YOUR TASK: Beginning with the line where "For each instance of the blue sky, set" appears, repeat every remaining line of the entries exactly, the last line included.

EXTRACTED RECORDS:
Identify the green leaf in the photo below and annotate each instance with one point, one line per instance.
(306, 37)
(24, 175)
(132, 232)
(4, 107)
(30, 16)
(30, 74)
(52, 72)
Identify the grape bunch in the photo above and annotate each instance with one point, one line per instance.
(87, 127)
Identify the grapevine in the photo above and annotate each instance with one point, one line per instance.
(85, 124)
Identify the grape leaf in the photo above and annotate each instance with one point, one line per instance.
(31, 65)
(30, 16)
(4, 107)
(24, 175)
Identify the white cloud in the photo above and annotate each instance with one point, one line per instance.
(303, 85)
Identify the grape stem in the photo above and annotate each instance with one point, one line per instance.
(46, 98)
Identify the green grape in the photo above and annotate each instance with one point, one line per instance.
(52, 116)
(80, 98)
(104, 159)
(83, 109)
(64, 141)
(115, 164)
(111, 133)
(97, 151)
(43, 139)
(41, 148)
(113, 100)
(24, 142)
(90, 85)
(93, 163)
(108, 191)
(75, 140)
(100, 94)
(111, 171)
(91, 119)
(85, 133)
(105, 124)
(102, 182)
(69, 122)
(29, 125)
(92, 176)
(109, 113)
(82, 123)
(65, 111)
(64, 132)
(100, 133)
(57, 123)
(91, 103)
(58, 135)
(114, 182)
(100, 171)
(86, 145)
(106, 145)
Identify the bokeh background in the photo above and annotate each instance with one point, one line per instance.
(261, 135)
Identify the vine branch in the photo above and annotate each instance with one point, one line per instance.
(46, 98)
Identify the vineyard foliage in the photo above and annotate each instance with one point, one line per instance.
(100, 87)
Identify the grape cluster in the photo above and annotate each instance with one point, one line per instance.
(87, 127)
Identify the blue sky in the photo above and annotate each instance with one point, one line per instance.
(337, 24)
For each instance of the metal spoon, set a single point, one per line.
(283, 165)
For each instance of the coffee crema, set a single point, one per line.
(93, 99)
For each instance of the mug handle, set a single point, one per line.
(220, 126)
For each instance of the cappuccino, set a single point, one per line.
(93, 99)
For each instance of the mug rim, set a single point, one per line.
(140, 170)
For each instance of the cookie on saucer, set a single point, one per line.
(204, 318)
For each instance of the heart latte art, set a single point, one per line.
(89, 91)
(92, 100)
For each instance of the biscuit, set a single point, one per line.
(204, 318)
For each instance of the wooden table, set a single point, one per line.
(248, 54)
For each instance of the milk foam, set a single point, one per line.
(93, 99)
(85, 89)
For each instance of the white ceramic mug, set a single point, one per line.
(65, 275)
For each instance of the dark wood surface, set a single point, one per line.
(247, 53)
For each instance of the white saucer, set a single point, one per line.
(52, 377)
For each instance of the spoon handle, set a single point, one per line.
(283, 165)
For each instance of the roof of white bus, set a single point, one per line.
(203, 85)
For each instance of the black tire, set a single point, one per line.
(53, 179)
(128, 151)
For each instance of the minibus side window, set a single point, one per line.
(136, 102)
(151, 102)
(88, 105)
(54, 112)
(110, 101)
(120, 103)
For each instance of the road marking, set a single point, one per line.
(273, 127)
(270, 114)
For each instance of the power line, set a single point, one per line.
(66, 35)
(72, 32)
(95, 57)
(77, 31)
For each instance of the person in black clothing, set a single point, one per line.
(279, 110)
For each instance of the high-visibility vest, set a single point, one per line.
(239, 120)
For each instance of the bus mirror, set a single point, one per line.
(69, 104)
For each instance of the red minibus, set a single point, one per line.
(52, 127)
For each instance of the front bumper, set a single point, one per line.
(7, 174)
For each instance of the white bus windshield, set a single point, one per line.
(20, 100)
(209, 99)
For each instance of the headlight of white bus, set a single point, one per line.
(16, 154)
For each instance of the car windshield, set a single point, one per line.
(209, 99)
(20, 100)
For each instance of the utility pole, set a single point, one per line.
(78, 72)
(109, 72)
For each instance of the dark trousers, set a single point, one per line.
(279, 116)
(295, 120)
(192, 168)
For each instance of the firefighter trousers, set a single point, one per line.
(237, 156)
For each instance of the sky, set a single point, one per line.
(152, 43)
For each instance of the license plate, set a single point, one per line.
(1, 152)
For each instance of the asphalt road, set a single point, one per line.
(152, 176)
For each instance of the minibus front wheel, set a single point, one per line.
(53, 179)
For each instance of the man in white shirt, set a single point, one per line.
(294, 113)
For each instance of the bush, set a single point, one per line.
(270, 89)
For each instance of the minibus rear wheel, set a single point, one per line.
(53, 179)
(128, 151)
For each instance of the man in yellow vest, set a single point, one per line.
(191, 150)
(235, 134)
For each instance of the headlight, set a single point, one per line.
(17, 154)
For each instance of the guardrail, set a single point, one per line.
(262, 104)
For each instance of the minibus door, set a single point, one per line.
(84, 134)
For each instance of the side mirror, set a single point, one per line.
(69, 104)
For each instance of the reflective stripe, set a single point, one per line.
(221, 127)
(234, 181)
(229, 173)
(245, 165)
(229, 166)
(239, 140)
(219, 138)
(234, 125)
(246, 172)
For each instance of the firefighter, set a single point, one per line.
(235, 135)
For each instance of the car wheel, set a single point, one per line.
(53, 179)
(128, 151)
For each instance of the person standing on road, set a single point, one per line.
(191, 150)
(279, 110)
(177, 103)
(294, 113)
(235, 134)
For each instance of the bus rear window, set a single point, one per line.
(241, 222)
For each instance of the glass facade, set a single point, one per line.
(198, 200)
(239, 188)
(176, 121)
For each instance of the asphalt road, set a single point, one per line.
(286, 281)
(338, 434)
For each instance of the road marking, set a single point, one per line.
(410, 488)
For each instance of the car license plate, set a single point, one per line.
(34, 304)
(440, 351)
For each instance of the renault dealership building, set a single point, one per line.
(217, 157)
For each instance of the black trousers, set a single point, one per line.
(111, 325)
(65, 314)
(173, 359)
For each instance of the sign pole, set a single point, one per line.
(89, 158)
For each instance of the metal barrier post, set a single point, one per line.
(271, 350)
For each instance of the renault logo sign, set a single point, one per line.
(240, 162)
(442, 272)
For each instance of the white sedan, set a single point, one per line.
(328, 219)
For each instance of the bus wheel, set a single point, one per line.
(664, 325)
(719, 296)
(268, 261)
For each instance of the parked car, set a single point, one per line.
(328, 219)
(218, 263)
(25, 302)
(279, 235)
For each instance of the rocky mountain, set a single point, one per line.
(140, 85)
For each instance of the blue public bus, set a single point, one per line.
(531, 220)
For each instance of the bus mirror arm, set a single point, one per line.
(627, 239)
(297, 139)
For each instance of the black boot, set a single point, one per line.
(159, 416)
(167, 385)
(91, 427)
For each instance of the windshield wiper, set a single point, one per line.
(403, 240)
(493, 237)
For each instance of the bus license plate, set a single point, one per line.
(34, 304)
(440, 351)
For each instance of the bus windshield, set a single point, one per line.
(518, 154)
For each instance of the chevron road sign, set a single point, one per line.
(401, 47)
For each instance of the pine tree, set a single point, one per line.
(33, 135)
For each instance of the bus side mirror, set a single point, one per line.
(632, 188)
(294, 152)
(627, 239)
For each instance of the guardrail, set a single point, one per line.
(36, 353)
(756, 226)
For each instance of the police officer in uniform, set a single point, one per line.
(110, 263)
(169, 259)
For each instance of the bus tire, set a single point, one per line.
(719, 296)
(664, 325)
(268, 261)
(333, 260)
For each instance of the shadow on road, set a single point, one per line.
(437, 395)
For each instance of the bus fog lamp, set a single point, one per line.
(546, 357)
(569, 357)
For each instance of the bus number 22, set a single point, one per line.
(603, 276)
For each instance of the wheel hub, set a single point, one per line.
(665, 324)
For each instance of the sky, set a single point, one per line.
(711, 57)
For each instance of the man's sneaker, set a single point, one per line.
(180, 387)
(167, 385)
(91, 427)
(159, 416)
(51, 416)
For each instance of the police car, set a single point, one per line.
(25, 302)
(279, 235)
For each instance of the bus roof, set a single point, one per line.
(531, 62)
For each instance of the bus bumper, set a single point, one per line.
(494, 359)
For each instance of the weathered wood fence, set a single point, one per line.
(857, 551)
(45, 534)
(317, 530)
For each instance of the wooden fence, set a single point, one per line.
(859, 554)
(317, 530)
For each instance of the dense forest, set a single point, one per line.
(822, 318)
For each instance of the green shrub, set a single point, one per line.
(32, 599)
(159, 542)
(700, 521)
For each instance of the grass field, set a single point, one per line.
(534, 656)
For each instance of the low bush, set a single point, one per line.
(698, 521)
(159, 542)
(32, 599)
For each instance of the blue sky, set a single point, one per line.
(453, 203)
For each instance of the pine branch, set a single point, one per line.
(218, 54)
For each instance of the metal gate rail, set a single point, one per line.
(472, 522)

SOLUTION TO THIS TASK:
For each instance of the blue sky, set a single point, one per line.
(453, 203)
For each instance of the pine branch, set a single point, one per line.
(218, 54)
For each instance of the metal gate rail, set a single point, one per line.
(472, 522)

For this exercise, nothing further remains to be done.